Text provided »
+++++

Luke 2:21  *  New Year’s Day 2005  *  Professor Daniel Leyrer

 

Dear Friends in Christ,

 

“I bring you good news of great joy that will be for all the people.  A Savior has been born to you; he is Christ the Lord.”  Amen.

 

Did you make it till 12:00 last night?  Maybe not.  Maybe it’s not that important to you to stay awake till midnight on New Year’s Eve.  It is funny, though, how people who normally retire by 10:00 each night will, one night a year, stay up past midnight.  And why?  Well, to ring in the New Year, of course!  To count down the old year and to be the first to turn to a loved one and say, “Happy New Year!”

 

When you say “Happy New Year!” do you mean it?  Do you think this year, 2005, will be happy?  While we want to think optimistically, let’s face it:  2005 is a big unknown; dark, uncharted territory for us to travel, and who knows what will happen?  I could get sick.  I could go bankrupt.  I could be devastated by some really bad news.  Happy New Year” is more of a wish than a prediction, isn’t it?

+++++

Extracted information »

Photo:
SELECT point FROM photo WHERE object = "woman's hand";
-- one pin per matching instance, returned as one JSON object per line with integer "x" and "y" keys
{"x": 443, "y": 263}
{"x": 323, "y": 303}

+++++

Given problem A » According to the New Year's Day sermon, by what time do some people normally retire each night?
Given problem B » Translate this sentence from the New Year's Day sermon into Spanish: "Maybe it’s not that important to you to stay awake till midnight on New Year’s Eve."

Full solution A » 10:00

Full solution B » Tal vez no sea tan importante para ti permanecer en vela hasta la medianoche en Nochevieja.